> [Exercise requirements]:
Find the line containing "Identify one point on each instance of the woman's hand", then output it and every line after it through the end of the listing below, exactly as written.

------------------------------------

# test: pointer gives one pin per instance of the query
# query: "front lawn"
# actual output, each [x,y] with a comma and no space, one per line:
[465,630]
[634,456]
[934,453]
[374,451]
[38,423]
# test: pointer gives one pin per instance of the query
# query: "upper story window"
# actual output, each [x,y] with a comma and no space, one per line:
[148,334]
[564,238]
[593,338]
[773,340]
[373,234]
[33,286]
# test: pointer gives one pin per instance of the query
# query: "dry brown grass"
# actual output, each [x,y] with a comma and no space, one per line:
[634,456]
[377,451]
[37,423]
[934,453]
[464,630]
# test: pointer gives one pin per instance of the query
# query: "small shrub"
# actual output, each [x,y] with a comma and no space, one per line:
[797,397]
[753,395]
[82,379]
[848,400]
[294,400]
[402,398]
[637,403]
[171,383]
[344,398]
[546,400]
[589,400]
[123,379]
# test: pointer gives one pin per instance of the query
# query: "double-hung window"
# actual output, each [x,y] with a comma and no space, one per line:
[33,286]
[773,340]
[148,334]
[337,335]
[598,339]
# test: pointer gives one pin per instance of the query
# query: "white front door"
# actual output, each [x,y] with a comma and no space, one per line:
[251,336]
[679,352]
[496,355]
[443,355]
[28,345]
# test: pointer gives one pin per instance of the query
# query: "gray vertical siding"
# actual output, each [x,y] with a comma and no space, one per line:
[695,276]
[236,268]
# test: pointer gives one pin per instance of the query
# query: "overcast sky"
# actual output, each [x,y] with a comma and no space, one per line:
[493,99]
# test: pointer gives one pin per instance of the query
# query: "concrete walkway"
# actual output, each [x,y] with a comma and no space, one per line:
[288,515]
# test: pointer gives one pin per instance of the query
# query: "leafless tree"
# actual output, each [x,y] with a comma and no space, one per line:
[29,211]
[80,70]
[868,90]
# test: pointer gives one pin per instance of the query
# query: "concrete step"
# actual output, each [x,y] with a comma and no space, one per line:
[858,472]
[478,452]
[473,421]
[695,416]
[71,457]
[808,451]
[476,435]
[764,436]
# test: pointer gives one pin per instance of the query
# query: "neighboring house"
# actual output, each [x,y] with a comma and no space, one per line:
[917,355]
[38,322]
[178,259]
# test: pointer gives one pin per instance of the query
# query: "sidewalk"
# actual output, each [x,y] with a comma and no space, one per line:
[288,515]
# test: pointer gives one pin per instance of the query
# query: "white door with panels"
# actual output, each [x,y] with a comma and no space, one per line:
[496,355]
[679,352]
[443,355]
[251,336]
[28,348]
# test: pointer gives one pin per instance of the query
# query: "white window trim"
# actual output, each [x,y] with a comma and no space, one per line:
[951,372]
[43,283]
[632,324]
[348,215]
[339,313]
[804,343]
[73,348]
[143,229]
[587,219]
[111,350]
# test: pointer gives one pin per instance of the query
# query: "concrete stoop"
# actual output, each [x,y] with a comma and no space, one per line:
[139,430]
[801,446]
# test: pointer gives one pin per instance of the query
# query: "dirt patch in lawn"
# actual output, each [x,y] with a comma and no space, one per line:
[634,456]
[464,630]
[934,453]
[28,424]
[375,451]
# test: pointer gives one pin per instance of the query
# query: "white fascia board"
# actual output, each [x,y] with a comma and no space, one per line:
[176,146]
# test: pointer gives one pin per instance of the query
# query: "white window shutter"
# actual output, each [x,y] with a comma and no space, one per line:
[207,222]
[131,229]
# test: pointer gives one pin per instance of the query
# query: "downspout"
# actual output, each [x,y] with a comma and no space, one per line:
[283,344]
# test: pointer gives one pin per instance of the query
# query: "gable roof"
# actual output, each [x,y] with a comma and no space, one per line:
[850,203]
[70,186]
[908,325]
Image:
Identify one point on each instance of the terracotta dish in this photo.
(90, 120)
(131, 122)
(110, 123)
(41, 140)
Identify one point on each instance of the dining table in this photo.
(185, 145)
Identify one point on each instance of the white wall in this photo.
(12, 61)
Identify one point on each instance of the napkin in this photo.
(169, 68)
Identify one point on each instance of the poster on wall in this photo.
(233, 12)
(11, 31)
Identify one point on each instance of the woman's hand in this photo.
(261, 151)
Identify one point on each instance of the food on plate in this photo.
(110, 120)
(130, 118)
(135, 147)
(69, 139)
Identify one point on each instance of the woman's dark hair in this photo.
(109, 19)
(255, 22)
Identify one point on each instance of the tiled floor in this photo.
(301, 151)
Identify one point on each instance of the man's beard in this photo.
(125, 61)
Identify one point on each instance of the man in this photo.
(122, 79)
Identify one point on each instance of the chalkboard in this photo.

------------------------------------

> [Answer to this exercise]:
Identify one point on each instance of the woman's hand in this photo.
(261, 151)
Identify one point on each instance of the food on plate in this photo.
(110, 120)
(130, 118)
(135, 147)
(69, 139)
Identify one point on each instance of the woman's dark hair in this photo.
(109, 19)
(255, 22)
Identify one point on each instance of the tiled floor in this photo.
(301, 151)
Identify one point on each instance of the man's beard in this photo.
(125, 61)
Identify one point on each instance of the man in this photo.
(122, 79)
Identify one point on each instance of the chalkboard in this photo.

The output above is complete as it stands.